++++ Selected passage

Diverse group of people portraits with surgical masks

Why Wearing Masks Is Our New Normal

Facial coverings protect the wearer and others around them from respiratory diseases, including the most vulnerable in our society. Donning a mask when out in public is the new normal, and most infectious disease experts agree that face masks won’t be going away anytime soon. 

In fact, more research is showing the benefits of wearing a face mask to curb the spread of SARS-CoV- 2, the respiratory virus that causes COVID-19.

George Rutherford, III, MD, professor of epidemiology and director of the Prevention and Public Health Group at the University of California, San Francisco School of Medicine, explained the significance of wearing a mask as a new, normal behavior as the pandemic marches on.

“Wearing a mask is incredibly important,” Rutherford said. “Unless you are going to shelter in place and have everything delivered to your front door, it’s the only thing separating you from COVID, especially as we start another fall surge of cases – which looks like it is going on in certain parts of the country.” 

Wearing a mask: Proof of preventing the spread 

A Centers for Disease Control and Prevention (CDC) Morbidity and Mortality Weekly Report (MMWR), published in July, provided evidence that wearing a mask prevented the spread of infection from two Missouri hair stylists to their customers.

“The results of the Missouri case study provide further evidence on the benefits of wearing a cloth face covering,” according to the CDC press release. “The investigation focused on two hair stylists — infected with and having symptoms of COVID-19 — whose salon policy followed a local ordinance requiring cloth face coverings for all employees and patrons. The investigators found that none of the stylists’ 139 clients or secondary contacts became ill, and all 67 clients who volunteered to be tested showed no sign of infection.”

This case study provides real-world confirmation of how wearing a mask is an important tool in slowing and in some cases, preventing the spread of this disease.

++++++++
++++ Source material

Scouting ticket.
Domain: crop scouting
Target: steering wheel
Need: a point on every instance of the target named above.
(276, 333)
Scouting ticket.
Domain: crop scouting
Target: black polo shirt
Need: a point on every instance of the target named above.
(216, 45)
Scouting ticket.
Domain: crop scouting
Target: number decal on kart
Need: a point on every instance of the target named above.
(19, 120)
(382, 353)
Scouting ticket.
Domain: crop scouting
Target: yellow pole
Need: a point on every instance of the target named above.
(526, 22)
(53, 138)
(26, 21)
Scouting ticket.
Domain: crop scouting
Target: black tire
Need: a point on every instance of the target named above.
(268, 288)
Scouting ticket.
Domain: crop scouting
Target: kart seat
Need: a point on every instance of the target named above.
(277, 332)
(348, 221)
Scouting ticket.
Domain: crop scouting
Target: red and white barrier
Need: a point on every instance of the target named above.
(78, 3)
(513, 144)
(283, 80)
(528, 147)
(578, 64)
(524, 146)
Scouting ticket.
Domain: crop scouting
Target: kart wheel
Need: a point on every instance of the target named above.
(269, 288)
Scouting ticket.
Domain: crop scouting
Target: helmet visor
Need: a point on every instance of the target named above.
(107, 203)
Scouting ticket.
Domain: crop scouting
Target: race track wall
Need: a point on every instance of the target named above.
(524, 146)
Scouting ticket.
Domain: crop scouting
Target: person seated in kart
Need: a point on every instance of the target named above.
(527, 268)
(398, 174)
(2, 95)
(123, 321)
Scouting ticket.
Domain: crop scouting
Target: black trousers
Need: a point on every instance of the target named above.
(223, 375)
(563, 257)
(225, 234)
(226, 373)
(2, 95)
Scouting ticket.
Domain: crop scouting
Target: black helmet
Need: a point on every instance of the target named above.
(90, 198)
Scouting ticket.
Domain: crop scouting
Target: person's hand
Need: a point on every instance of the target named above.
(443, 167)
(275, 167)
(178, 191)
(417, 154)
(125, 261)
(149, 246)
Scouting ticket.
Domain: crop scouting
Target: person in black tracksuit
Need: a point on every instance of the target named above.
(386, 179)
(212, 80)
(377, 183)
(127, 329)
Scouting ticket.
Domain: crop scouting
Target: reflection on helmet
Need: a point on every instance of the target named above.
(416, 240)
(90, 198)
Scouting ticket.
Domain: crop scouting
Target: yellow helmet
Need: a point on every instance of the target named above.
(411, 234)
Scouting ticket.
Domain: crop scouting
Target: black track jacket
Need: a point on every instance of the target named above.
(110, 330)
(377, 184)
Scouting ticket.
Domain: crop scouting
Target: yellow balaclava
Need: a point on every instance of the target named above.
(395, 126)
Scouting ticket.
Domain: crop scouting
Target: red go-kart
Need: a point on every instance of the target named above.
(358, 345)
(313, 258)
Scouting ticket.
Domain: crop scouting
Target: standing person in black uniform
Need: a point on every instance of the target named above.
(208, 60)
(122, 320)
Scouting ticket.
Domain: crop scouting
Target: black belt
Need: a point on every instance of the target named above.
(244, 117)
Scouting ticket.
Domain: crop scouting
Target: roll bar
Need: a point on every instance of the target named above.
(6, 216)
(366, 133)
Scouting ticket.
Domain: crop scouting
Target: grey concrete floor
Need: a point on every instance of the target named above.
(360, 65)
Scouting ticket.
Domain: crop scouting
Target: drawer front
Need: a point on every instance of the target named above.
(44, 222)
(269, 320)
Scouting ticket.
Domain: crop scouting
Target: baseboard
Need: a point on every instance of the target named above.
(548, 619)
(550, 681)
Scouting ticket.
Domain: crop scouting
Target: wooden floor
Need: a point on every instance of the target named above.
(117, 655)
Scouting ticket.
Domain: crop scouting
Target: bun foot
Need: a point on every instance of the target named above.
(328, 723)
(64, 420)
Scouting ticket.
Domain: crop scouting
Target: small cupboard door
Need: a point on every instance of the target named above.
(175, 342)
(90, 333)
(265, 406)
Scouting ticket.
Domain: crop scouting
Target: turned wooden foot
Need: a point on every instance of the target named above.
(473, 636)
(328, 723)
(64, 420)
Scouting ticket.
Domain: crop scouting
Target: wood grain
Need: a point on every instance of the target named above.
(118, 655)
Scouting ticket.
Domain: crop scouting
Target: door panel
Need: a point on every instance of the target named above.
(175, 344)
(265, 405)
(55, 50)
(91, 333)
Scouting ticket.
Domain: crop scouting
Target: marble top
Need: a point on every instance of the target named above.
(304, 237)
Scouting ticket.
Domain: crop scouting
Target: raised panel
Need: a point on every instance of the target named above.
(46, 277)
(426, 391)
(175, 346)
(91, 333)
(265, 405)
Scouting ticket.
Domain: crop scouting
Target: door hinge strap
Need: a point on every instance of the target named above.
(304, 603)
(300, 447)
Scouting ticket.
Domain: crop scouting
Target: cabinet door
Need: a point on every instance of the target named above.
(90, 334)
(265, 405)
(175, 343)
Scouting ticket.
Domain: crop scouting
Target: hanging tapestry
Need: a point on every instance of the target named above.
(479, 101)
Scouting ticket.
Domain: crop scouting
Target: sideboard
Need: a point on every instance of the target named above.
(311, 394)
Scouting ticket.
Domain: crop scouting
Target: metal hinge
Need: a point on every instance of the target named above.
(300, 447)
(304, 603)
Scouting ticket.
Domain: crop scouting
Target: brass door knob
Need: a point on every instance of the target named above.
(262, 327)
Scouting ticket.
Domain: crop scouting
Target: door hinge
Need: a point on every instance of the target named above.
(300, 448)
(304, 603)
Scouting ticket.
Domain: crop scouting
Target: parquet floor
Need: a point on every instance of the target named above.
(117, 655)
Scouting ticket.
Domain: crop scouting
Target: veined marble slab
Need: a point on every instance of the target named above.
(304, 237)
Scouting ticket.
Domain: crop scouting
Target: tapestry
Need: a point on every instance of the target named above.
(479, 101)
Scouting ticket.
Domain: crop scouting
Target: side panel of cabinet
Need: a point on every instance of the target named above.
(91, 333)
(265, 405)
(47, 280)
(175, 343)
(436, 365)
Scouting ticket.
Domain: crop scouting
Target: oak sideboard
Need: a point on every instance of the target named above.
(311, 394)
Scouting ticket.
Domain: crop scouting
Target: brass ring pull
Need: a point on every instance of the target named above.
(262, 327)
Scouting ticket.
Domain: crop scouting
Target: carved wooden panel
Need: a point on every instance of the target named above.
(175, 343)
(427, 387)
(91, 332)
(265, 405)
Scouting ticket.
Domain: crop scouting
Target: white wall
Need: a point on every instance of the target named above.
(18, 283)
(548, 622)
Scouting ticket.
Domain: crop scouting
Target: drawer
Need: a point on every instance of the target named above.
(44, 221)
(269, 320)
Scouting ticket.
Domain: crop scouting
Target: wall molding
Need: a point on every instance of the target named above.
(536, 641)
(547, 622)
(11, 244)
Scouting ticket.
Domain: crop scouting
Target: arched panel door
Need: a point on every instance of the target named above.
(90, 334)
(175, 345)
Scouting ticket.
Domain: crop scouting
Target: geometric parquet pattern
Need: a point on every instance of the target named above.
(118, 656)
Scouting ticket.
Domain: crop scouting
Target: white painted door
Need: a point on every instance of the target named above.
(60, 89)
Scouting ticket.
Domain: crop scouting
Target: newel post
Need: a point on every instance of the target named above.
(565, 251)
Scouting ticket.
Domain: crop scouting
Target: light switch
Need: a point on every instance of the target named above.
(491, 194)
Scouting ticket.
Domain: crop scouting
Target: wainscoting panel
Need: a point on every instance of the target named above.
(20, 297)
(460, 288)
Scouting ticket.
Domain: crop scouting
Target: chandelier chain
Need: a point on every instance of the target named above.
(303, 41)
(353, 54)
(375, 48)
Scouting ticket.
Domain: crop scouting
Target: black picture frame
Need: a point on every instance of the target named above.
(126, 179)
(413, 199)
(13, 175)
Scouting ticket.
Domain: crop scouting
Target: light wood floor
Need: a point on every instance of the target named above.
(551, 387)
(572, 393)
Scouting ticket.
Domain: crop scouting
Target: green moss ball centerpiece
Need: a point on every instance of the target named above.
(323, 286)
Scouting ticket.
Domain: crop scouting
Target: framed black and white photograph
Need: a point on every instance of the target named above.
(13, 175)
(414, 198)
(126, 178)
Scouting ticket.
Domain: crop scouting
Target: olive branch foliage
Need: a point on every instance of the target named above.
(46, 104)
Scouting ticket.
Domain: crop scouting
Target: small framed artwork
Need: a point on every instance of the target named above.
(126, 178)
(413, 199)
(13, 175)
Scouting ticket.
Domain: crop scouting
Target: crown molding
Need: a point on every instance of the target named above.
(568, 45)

++++++++

## Task 1:
Repeat the mask-wearing article word for word, starting with "Facial coverings protect" and going on through "away anytime soon.".
## Task 2:
Summarize the mask-wearing article in two sentences.

## Task answer 1:
Facial coverings protect the wearer and others around them from respiratory diseases, including the most vulnerable in our society. Donning a mask when out in public is the new normal, and most infectious disease experts agree that face masks won’t be going away anytime soon.

## Task answer 2:
Face masks protect both wearers and those around them from respiratory diseases, and experts say masks will remain the norm as research shows they help curb the spread of the virus that causes COVID-19. A CDC report on two infected Missouri hair stylists who wore cloth face coverings found that none of their 139 clients or secondary contacts became ill, which confirms masks as an important tool against the disease.